Исходный текст:
▽
А это изумительное место, где цирюльник, осыпаемый упреками опекуна, который кричит: «А что вы скажете тому несчастному, который все время зевает и стоя спит? И другому, который чихает три часа подряд, да так, что, кажется, вот-вот лопнет? Что вы им скажете?» – наивно отвечает: «Я им скажу… А, черт! Чихающему я скажу: „Будьте здоровы“, – а зевающему: „Приятного сна“. Ответ, в самом деле, до того точен, до того незлобив и до того очарователен, что один из тех гордых критиков, которым уготовано место в раю, не мог воздержаться от восклицания: „Черт возьми! Автор, наверное, целую неделю просидел над этой репликой!“»
А буйонский газетчик, вместо того чтобы восхищаться этими бесчисленными красотами, пользуется типографской краской и бумагой, дозволением и одобрением для того, чтобы объявить, что мое произведение ниже всякой критики! Пусть мне отсекут голову, милостивый государь, но молчать я не стану.
△
Поставленная задача A:
Ответьте на вопросы по отрывку про цирюльника и газетчика:
(i) Сколько времени подряд чихает второй несчастный, о котором кричит опекун?
(ii) Что цирюльник собирается сказать зевающему?
(iii) Что объявил буйонский газетчик о произведении?
Поставленная задача B:
Переведите на английский предложение из отрывка про цирюльника и газетчика: «Пусть мне отсекут голову, милостивый государь, но молчать я не стану».
Поставленная задача C:
Подхватите отрывок про цирюльника и газетчика и напишите, что идет после его последней фразы.

Фрагмент набора данных:
▽
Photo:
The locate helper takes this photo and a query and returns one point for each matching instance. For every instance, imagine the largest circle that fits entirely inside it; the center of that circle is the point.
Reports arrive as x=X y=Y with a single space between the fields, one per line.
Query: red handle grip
△
Итог упражнения A:
(i) Три часа подряд.
(ii) «Приятного сна».
(iii) Что оно ниже всякой критики.

Итог упражнения B:
Let them cut off my head, dear sir, but I will not keep silent.

Итог упражнения C:
Ведь до чего он, изверг, договорился: «Чтобы этот самый цирюльник не умер для театра, пришлось его искалечить, переделать, переплавить, подрезать, ужать до четырех действий и очистить от великого множества колкостей, каламбуров, от игры слов, коротко говоря, от шутовства!»
По тому, как он рубит сплеча, сейчас видно, что он ни единого слова не слыхал из того произведения, которое он разбирает. Смею уверить этого журналиста, а вместе с ним и того молодого человека, который оттачивает ему перья и слог, что автор не только не очистил пьесу от каламбуров, игры слов и т. д., повредивших ей на первом представлении, но даже ввел потом в действия, сохранившиеся на сцене, все, что только можно было взять из действия, оставшегося у него в портфеле; так расчетливый плотник ищет среди щепок, валяющихся в мастерской, все, что только может ему пригодиться, чтобы заткнуть и заделать в своей работе мельчайшие дыры.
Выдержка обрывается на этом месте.